> **Source passage**:
I see, but then if a given sensor saturates at ISO100 at (let's say) ADU=13000, which is less than 1 f-stop far from RAW saturation (ADU=16383), any other ISO should clip at RAW saturation. Does this happen?
For instance the 40D which saturates at 13823 (from my tests) at ISO100, should saturate at 16383 for any other higher ISO value. Does it?

Close enough. John Sheehy did some analysis of the 30D a while back and the clipping levels were not exactly 4095, but close enough that it doesn't affect things on the log scale of EV. The difference between 13823 and 16383 however is close to 1/4 stop. I did some 40D tests which gave clipping at 16383 for the green channel at ISO 200 and up, IIRC.

1. The DR of both the Canon 40D and 50D is larger at ISO 100 than at ISO 200.

2. The saturation level plays no role in the DR; the ISO 100 values are scaled down, probably from the base ISO, which appears to be 1/4 EV over 100.

Looks like I'll have to carry out some testing, when I have the time, comparing shadow and highlight detail at ISOs 100 and 200. I know that cameras do vary from copy to copy (of the same model), just as lenses do. Years ago, after collecting my new 5D, I wasn't happy with the severe banding in the darkest shadows. I returned it and tried another copy which was better. I wouldn't say much better, but noticeably better.

Forgive me for continuing to piss all over this thread, but I find these discussions not to be useful to me and question their purpose.

> **To be done**:
**1)** Echo the passage of the sensor saturation thread from "For instance the" up to and including "at ISO 200.".
**2)** Proceed with the forum thread on camera sensor saturation and dynamic range, writing what comes after its final sentence.

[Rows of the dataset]
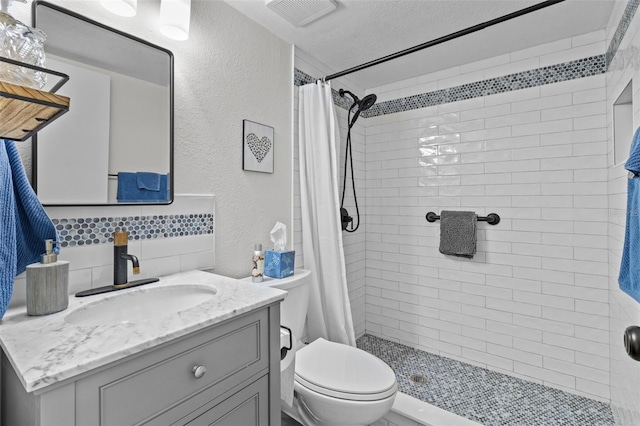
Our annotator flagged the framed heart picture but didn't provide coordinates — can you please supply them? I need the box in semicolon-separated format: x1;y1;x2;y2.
242;120;273;173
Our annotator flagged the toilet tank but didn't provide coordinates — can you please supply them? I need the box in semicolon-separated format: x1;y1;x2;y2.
242;269;311;339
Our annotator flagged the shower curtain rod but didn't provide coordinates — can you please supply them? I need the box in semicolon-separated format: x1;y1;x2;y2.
322;0;565;82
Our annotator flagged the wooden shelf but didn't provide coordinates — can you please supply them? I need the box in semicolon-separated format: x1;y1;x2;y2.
0;81;70;142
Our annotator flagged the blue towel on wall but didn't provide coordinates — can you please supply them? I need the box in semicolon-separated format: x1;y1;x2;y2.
0;139;59;318
618;128;640;302
117;172;169;203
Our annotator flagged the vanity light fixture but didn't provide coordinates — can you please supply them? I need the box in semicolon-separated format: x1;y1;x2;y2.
100;0;138;18
160;0;191;41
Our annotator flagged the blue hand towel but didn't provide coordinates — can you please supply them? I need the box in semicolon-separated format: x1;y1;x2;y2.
618;128;640;302
117;172;169;203
0;139;59;319
136;172;160;191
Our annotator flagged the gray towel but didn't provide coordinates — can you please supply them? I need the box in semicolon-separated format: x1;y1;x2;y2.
440;210;478;259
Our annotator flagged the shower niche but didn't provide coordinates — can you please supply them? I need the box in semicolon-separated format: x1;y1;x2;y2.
613;80;633;165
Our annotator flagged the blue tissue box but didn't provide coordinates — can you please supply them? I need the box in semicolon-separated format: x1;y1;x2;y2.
264;250;296;278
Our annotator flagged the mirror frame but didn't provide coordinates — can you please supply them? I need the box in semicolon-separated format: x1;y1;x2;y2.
31;0;175;207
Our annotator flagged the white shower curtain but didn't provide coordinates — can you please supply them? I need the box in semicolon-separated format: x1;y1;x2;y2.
298;82;355;346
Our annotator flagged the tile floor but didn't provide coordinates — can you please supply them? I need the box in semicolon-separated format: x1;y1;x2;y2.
357;334;615;426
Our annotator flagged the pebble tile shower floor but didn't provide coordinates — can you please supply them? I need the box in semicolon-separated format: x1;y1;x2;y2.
357;334;615;426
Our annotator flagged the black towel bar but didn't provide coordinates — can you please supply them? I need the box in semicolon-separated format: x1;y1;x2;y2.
426;212;500;225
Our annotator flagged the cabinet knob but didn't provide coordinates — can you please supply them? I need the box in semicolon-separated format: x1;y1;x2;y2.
191;365;207;379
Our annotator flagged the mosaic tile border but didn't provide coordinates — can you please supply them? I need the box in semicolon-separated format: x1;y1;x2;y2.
294;54;606;118
357;334;615;426
294;0;640;118
52;213;214;247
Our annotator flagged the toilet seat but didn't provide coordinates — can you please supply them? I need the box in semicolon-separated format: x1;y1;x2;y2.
295;338;397;401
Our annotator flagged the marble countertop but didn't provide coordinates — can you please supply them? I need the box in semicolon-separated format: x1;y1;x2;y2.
0;271;286;392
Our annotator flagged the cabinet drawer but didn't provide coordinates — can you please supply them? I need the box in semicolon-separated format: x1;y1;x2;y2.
186;376;269;426
76;310;269;426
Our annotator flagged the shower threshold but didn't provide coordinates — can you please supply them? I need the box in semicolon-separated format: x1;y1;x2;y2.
357;334;615;426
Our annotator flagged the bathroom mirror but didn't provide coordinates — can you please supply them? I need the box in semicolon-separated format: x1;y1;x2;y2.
32;0;173;206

> **Final answers**:
**1)**
For instance the 40D which saturates at 13823 (from my tests) at ISO100, should saturate at 16383 for any other higher ISO value. Does it?

Close enough. John Sheehy did some analysis of the 30D a while back and the clipping levels were not exactly 4095, but close enough that it doesn't affect things on the log scale of EV. The difference between 13823 and 16383 however is close to 1/4 stop. I did some 40D tests which gave clipping at 16383 for the green channel at ISO 200 and up, IIRC.

1. The DR of both the Canon 40D and 50D is larger at ISO 100 than at ISO 200.

**2)**
It's more fundamental than whether or not DxO is "accurately" measuring the characteristics of these sensors. What is the point of dissecting RAW data absent any conversion of that data? If fixating on differences in sensors makes any difference at all to the outcome of your photographs, then equal attention should be paid to RAW converters: http://forums.dpreview.com/forums/read.asp...essage=30062493 You can't simply divorce the data coming from the sensor from the data that comes from conversion of that file; after all, the later is what you will ultimately be working with when you craft your photograph. This leads me to question what some people in these photography forums are attempting to craft: better photographs, or better ways of measuring RAW data. For me, the tools I care about are the ones that deliver files I can use to make better photographs with, and DxO Mark is a diversion from that goal.

Tony has a point. We all have to use a RAW converter of one type or another and that choice of RAW converter might be based on lots of factors that are not directly related to getting the last ounce of detail from highlights or shadows. We might use a converter because we like the results, the work-flow, and like the ease of getting those results, or perhaps because we are simply familiar with the interface.

We should not forget that DXO are in the business of creating their own RAW converter. Their tests, which they are now sharing with everyone, are presumably necessary for their own purposes.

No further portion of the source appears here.